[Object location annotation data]

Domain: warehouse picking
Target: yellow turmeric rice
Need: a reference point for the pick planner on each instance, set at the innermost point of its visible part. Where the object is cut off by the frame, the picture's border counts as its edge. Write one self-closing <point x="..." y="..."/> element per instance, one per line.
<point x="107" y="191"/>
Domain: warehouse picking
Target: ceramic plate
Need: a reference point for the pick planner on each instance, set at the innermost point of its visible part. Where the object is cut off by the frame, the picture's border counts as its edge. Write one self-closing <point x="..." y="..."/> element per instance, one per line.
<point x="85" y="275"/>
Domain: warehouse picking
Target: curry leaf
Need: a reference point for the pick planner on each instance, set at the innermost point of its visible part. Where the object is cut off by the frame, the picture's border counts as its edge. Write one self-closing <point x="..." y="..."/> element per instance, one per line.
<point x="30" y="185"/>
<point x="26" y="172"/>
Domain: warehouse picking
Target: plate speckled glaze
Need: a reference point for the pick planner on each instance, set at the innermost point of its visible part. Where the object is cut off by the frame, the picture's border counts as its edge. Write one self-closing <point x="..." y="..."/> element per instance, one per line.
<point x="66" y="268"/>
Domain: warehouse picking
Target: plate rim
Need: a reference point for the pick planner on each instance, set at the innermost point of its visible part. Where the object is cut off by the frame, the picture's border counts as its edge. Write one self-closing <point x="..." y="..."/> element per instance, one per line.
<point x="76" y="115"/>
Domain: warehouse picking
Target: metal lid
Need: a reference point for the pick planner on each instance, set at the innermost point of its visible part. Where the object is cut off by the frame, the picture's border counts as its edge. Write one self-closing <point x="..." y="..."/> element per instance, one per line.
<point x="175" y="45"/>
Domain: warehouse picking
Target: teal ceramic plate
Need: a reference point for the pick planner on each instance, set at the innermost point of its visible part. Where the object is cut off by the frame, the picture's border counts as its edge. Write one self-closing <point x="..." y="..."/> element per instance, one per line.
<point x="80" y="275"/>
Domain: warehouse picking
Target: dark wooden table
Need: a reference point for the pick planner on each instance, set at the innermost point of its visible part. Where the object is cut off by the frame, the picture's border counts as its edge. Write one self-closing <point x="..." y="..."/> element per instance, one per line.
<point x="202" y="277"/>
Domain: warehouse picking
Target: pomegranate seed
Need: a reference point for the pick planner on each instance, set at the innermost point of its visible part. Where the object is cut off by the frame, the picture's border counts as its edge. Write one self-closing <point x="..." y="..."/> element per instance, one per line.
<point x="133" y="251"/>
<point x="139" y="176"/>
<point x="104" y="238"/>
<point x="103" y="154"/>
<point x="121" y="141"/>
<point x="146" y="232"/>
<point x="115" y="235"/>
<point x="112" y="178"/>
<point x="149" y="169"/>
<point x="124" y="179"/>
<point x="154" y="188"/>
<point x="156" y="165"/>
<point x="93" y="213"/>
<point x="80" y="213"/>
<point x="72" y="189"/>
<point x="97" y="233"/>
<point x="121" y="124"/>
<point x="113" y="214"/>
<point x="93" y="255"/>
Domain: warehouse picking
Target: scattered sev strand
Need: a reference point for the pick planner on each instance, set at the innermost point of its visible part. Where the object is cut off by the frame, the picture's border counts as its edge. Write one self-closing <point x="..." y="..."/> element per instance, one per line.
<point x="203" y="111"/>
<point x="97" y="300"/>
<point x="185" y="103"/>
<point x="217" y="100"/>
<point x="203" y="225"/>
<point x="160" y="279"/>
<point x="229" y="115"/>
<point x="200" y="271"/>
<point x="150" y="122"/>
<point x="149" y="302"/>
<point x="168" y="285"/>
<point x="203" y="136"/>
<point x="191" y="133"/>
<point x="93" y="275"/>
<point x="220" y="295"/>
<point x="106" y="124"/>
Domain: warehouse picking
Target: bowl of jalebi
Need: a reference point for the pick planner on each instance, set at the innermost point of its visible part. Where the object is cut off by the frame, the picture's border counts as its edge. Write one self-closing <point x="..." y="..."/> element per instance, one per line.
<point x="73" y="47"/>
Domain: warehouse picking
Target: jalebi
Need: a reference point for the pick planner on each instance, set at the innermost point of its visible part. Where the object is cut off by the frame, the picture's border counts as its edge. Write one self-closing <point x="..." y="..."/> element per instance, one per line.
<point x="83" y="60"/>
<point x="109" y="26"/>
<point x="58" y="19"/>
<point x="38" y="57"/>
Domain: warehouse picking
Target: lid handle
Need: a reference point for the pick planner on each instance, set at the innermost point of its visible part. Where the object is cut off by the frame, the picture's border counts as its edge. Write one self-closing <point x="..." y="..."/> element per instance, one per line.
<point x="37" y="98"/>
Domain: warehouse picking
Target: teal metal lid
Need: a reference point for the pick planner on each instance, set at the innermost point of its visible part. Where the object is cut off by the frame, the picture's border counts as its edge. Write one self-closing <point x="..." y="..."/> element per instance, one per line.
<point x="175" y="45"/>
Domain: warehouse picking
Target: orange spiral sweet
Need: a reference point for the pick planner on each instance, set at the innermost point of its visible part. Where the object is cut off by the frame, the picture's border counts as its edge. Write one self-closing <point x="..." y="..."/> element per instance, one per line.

What to do
Write out every entry above, word for word.

Response to the task
Domain: warehouse picking
Target: yellow turmeric rice
Need: a reference point for the pick planner on each instance, set at the innermost point of its visible part. Where the object is cut off by the frame, the picture's border counts as its edge. Write one self-closing <point x="..." y="..."/> element per instance, one per line.
<point x="107" y="191"/>
Domain: warehouse picking
Target: ceramic plate
Need: a reference point for the pick planner on each instance, set at the innermost point of its visible part. Where the object is cut off by the frame, the picture's border counts as its edge. Write one self-closing <point x="..." y="..."/> element per instance, one per line.
<point x="85" y="275"/>
Domain: warehouse picking
Target: curry leaf
Need: a reference point for the pick planner on each instance, set at the innermost point of its visible part. Where the object is cut off by the frame, the picture's border counts as its edge. Write one self-closing <point x="..." y="..."/> element per instance, one per line.
<point x="30" y="185"/>
<point x="26" y="172"/>
Domain: warehouse picking
Target: plate speckled glaze
Need: a reference point for the pick planner on each instance, set at the innermost point of its visible part. Where the object is cut off by the frame, the picture's border counts as its edge. Write one self-closing <point x="..." y="..."/> element per instance, one per line.
<point x="66" y="268"/>
Domain: warehouse picking
Target: plate rim
Need: a reference point for the pick planner on each instance, set at the innermost point of its visible part. Where the object is cut off by the frame, the picture's border counts as its edge. Write one self-closing <point x="..." y="..."/> element per instance, one per line.
<point x="76" y="115"/>
Domain: warehouse picking
Target: metal lid
Need: a reference point for the pick planner on each instance, set at the innermost point of its visible part. Where the object is cut off by the frame, the picture's border counts as its edge. Write one self-closing <point x="..." y="..."/> element per instance, one per line.
<point x="175" y="45"/>
Domain: warehouse picking
Target: teal ceramic plate
Need: a reference point for the pick planner on each instance, set at the innermost point of its visible part. Where the object is cut off by the frame, the picture's border counts as its edge. Write one self-closing <point x="..." y="..."/> element per instance, one per line.
<point x="80" y="275"/>
Domain: warehouse picking
Target: dark wooden table
Need: a reference point for the pick planner on each instance, set at the innermost point of its visible part. Where the object is cut off by the frame, the picture's border counts as its edge. Write one self-closing <point x="..." y="..."/> element per instance, one per line.
<point x="202" y="277"/>
Domain: warehouse picking
Target: pomegranate seed
Need: a reference point for the pick planner on each instance, set at the innermost point of its visible part. Where the object is cut off by the frame, the picture's border counts as its edge. Write one self-closing <point x="..." y="..."/> element per instance, one per line.
<point x="133" y="251"/>
<point x="139" y="176"/>
<point x="104" y="238"/>
<point x="103" y="154"/>
<point x="121" y="141"/>
<point x="146" y="232"/>
<point x="115" y="235"/>
<point x="112" y="178"/>
<point x="149" y="169"/>
<point x="124" y="179"/>
<point x="154" y="188"/>
<point x="156" y="165"/>
<point x="93" y="213"/>
<point x="80" y="213"/>
<point x="72" y="189"/>
<point x="97" y="233"/>
<point x="121" y="124"/>
<point x="113" y="214"/>
<point x="93" y="255"/>
Domain: warehouse picking
Target: scattered sev strand
Need: a reference point for the pick planner on each instance, set at the innermost point of its visible part. Where the object is cut off by the frame, the picture's border counts as its edge. Write one self-closing <point x="..." y="..."/> element per instance, one per line.
<point x="203" y="111"/>
<point x="97" y="300"/>
<point x="185" y="103"/>
<point x="217" y="100"/>
<point x="203" y="225"/>
<point x="160" y="279"/>
<point x="229" y="115"/>
<point x="200" y="271"/>
<point x="150" y="122"/>
<point x="149" y="302"/>
<point x="168" y="285"/>
<point x="203" y="136"/>
<point x="191" y="133"/>
<point x="93" y="275"/>
<point x="220" y="295"/>
<point x="106" y="124"/>
Domain: warehouse picking
Target: bowl of jalebi
Need: a reference point for the pick planner on each instance, set at the innermost point of its visible part. Where the object is cut off by the frame, the picture's border counts as its edge. Write one self-closing <point x="..." y="..."/> element per instance, one per line.
<point x="73" y="47"/>
Domain: warehouse picking
Target: jalebi
Need: a reference point for the pick planner on each instance, set at the innermost point of its visible part. Where the object is cut off by the frame, the picture's border counts as its edge. Write one self-closing <point x="..." y="..."/> element per instance, one per line.
<point x="83" y="60"/>
<point x="109" y="26"/>
<point x="58" y="19"/>
<point x="38" y="57"/>
Domain: warehouse picking
Target: lid handle
Need: a reference point for the pick planner on each instance, set at the innermost point of its visible part. Where the object is cut off by the frame, the picture's border counts as its edge. Write one self-closing <point x="..." y="..."/> element per instance, one per line.
<point x="37" y="98"/>
Domain: warehouse picking
Target: teal metal lid
Need: a reference point for the pick planner on each instance, set at the innermost point of its visible part. Where the object is cut off by the frame, the picture's border counts as its edge. Write one self-closing <point x="..." y="..."/> element per instance, one per line.
<point x="175" y="45"/>
Domain: warehouse picking
Target: orange spiral sweet
Need: a reference point for the pick planner on each instance, set at the innermost point of its visible part. Where the object is cut off by the frame, the picture's border counts as its edge. Write one self-closing <point x="..." y="..."/> element per instance, one per line.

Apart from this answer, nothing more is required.